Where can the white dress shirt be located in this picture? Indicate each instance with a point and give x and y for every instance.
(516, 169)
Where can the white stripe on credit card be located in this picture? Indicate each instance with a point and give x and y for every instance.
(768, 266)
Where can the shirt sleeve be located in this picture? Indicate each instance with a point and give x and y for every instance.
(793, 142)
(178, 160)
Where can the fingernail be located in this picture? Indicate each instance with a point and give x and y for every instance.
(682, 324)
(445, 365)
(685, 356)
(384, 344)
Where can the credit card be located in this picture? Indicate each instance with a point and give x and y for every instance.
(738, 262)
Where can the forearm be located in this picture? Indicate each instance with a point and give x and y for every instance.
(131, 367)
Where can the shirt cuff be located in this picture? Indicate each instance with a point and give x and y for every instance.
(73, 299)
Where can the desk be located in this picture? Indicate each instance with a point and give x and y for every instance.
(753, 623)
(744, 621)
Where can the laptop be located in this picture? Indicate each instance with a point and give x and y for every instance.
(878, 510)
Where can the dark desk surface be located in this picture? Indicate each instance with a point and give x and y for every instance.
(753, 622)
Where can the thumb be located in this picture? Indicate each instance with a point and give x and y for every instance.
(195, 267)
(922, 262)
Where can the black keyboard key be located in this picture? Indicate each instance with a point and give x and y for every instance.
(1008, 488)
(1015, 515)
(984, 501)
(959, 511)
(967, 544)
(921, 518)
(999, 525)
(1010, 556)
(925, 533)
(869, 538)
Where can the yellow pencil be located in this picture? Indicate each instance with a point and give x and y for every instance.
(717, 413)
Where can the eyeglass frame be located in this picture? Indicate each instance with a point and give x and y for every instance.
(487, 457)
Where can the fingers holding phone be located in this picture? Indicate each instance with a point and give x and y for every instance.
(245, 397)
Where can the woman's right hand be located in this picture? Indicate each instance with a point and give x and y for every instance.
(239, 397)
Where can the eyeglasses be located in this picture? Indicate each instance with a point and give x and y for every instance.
-.-.-
Reformat everything from the line containing "Where can the woman's" down to the end of the listing as a numbered list, omitting any blank lines.

■ COMPLETE ANSWER
1. Where can the woman's right hand be located in this picture? Indicate each instance with a point and give x and y for every instance.
2. (239, 397)
3. Where can the eyeglasses be located in this picture? Indicate each instance with a point and give x and y for every instance.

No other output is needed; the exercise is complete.